## [Given problem]
Lay out everything from the start of the records below down through the line containing "<point>207,220</point>" as a Markdown table with the columns Row and Line. Put each line's number in Row, and skip any blank lines.
[begin Given records]
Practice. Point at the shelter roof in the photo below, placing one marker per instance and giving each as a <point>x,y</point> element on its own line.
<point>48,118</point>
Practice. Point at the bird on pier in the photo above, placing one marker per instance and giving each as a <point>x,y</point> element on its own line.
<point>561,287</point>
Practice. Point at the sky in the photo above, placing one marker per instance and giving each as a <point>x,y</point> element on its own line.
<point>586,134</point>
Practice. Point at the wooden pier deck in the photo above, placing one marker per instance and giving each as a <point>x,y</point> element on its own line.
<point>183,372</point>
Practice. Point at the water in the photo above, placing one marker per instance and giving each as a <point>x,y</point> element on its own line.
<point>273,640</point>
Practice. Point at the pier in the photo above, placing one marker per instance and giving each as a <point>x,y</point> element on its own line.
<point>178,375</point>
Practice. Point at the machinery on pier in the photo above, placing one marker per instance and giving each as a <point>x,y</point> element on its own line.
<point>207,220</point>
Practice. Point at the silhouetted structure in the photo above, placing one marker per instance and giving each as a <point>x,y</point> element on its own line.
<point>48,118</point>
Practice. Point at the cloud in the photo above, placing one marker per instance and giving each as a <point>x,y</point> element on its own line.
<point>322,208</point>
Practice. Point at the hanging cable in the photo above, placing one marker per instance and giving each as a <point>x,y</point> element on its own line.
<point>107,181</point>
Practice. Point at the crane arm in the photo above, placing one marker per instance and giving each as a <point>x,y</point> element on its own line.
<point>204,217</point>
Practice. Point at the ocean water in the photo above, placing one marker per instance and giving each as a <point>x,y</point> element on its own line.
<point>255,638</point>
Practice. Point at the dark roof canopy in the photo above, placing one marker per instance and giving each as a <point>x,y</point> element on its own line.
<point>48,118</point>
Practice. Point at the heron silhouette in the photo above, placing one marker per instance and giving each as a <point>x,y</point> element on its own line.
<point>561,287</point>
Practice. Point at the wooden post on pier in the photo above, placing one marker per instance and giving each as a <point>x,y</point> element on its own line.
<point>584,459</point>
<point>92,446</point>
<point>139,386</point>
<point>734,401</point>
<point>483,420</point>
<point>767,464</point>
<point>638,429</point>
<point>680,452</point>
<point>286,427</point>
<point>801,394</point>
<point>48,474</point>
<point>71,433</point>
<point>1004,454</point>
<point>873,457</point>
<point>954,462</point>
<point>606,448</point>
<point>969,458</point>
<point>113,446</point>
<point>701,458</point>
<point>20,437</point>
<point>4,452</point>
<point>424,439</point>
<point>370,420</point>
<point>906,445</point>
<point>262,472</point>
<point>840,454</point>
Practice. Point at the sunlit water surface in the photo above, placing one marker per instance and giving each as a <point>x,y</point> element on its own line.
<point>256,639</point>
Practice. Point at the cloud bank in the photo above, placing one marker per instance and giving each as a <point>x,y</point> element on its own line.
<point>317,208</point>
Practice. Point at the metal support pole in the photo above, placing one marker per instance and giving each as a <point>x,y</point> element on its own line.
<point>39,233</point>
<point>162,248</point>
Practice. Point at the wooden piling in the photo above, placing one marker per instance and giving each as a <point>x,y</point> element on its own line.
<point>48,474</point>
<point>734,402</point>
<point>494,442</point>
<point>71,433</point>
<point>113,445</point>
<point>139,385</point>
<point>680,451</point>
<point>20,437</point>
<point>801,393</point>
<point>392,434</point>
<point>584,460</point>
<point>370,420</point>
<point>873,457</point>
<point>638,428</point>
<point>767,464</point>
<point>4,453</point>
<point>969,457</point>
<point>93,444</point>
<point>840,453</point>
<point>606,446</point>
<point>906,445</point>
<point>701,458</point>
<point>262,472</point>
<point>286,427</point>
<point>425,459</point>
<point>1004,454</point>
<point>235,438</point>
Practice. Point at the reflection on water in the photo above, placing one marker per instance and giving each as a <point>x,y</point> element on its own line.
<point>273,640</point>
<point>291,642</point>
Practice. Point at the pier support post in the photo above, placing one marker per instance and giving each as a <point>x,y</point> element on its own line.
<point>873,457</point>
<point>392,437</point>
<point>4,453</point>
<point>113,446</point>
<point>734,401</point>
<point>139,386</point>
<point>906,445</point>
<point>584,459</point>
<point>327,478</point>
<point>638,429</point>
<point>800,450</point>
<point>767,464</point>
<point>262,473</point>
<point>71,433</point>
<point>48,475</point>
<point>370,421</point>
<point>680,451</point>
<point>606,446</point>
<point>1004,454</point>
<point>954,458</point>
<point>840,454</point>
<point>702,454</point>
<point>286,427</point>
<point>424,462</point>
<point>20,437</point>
[end Given records]
## [Correct result]
| Row | Line |
|---|---|
| 1 | Practice. Point at the shelter roof in the photo below, placing one marker per instance and giving each as a <point>x,y</point> element on its own line. |
| 2 | <point>48,118</point> |
| 3 | Practice. Point at the bird on pier in the photo above, placing one marker per instance and giving each as a <point>x,y</point> element on its own line. |
| 4 | <point>561,287</point> |
| 5 | Practice. Point at the sky in the photo above, placing one marker per instance and giving each as a <point>x,y</point> element on its own line. |
| 6 | <point>586,134</point> |
| 7 | Practice. Point at the wooden pier deck in the photo above, placing one marker per instance and giving each as a <point>x,y</point> element on its own line. |
| 8 | <point>183,372</point> |
| 9 | Practice. Point at the water in the photo above, placing one marker per instance and giving each as a <point>x,y</point> element on its own line. |
| 10 | <point>273,640</point> |
| 11 | Practice. Point at the pier in the photo above, placing one marker per instance and giving each as a <point>x,y</point> element on its own line. |
| 12 | <point>178,375</point> |
| 13 | Practice. Point at the machinery on pier in the photo above, placing one marker per instance and giving each as a <point>x,y</point> element on its own line. |
| 14 | <point>207,220</point> |